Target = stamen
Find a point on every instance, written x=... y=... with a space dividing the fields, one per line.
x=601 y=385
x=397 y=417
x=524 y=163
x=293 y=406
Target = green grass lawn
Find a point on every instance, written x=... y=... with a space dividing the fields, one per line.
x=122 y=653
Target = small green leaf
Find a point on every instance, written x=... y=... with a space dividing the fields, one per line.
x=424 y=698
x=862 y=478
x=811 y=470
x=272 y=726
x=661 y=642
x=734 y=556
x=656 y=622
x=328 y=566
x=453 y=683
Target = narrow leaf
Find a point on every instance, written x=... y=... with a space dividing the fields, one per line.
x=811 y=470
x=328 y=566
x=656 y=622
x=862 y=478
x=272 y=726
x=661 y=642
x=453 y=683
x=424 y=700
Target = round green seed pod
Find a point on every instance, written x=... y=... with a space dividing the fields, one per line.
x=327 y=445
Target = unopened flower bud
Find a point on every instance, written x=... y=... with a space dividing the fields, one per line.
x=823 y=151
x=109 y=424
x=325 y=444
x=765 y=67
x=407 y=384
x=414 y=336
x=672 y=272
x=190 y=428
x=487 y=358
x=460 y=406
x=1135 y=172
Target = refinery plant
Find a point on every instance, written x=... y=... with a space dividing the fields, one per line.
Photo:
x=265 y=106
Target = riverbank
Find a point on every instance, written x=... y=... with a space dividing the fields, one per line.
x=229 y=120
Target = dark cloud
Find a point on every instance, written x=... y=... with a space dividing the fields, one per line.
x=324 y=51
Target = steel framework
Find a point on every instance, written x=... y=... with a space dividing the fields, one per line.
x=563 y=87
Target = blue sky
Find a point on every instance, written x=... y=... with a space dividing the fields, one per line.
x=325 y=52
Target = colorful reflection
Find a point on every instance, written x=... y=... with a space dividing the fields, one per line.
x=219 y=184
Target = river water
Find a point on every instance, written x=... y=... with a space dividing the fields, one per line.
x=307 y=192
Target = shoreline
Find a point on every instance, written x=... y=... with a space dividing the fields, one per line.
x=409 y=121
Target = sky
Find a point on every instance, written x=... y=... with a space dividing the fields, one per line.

::::::::::

[Work to complete]
Please render the lines of the items, from the line with "Target = blue sky" through the end of the items, as a JSON list of strings with one string per line and blank lines left out.

[Correct result]
[
  "Target = blue sky",
  "Find a point on every instance, written x=... y=... with a space dividing the fields, one per line.",
  "x=325 y=52",
  "Target = colorful reflection",
  "Find a point on every instance, written x=... y=... with a space dividing the fields, one per line.",
  "x=219 y=184",
  "Target = river water",
  "Find a point on every instance, written x=... y=... with a space dividing the fields, one per line.",
  "x=307 y=192",
  "Target = shoreline",
  "Find a point on every instance, written x=... y=... with a space dividing the fields, one per line.",
  "x=409 y=121",
  "Target = sky",
  "Find a point on every instance, written x=... y=... with a space dividing the fields, one per line."
]